[PROBLEM DETAILS]: Swap each "Objective" in the records below for "Goal" and write the records out again with nothing else altered. Leave out the pictures.
======
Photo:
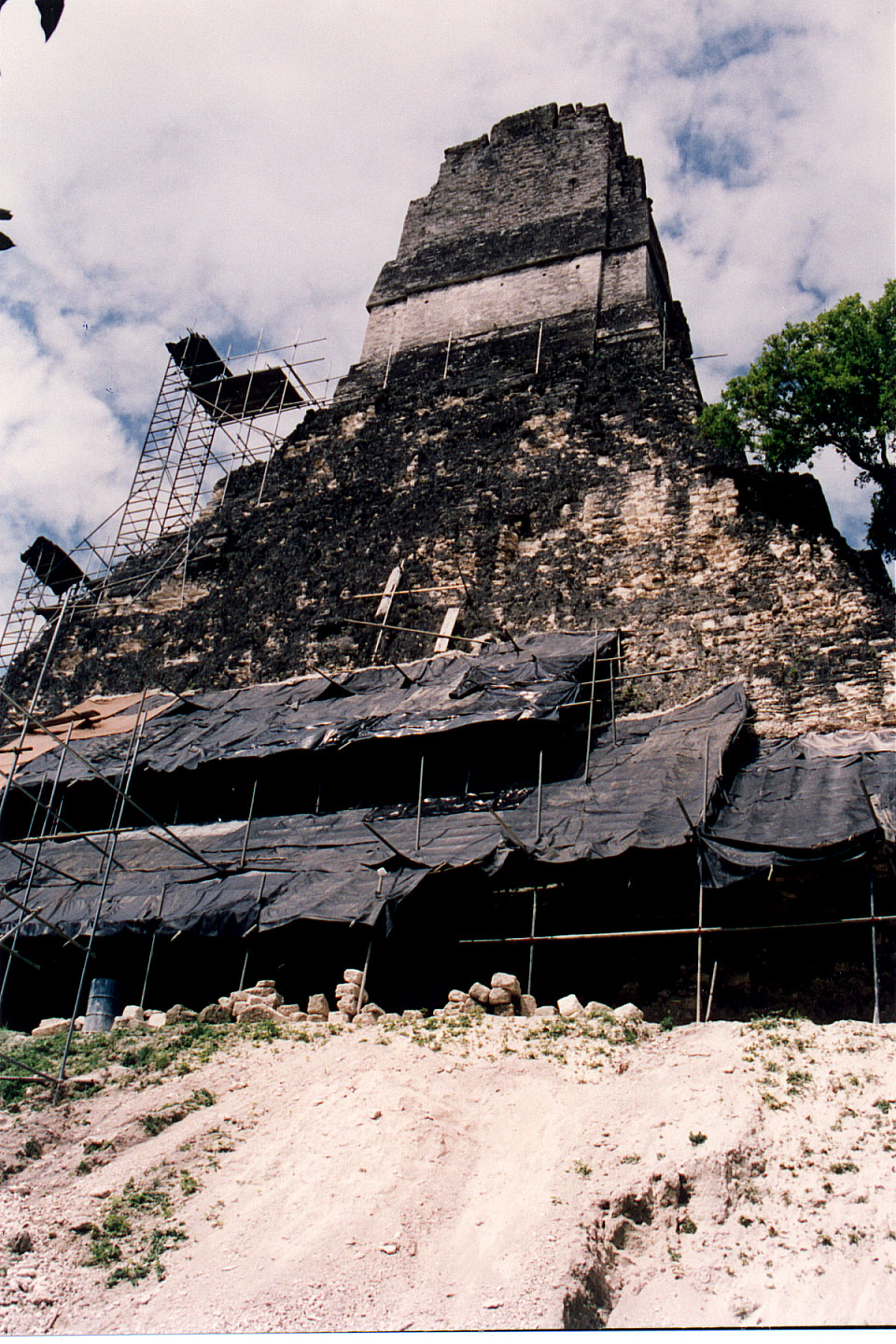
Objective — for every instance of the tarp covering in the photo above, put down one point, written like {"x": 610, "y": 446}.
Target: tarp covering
{"x": 630, "y": 800}
{"x": 245, "y": 396}
{"x": 328, "y": 867}
{"x": 107, "y": 715}
{"x": 802, "y": 801}
{"x": 51, "y": 565}
{"x": 198, "y": 357}
{"x": 433, "y": 695}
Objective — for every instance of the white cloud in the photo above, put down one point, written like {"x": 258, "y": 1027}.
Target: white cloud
{"x": 238, "y": 165}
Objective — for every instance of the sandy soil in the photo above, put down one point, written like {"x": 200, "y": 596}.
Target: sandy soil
{"x": 483, "y": 1178}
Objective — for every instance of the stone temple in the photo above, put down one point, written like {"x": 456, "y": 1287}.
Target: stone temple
{"x": 493, "y": 623}
{"x": 520, "y": 422}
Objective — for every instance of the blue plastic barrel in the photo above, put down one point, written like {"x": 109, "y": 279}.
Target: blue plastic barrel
======
[FULL OUTPUT]:
Photo:
Goal — for every instance of the tarp covering in the photo above, put down one point, written like {"x": 610, "y": 446}.
Target: tarp covering
{"x": 630, "y": 800}
{"x": 245, "y": 396}
{"x": 328, "y": 867}
{"x": 107, "y": 715}
{"x": 802, "y": 801}
{"x": 51, "y": 565}
{"x": 198, "y": 357}
{"x": 433, "y": 695}
Goal — for every instance of the white cloud in the photo above, put down one point, written like {"x": 258, "y": 1027}.
Target: white cloud
{"x": 238, "y": 165}
Goal — for every instance of the sandy soil in the photo above, put down one point, written like {"x": 200, "y": 596}.
Target: sandy soil
{"x": 483, "y": 1178}
Goal — for every instance of the stone temple in the photo above, put down one point, written like {"x": 456, "y": 1287}.
Target: stone temple
{"x": 493, "y": 623}
{"x": 520, "y": 422}
Goal — for every instance of the blue plastic barrel in the photo above, put down one point, written like {"x": 109, "y": 279}.
Target: blue plastic barrel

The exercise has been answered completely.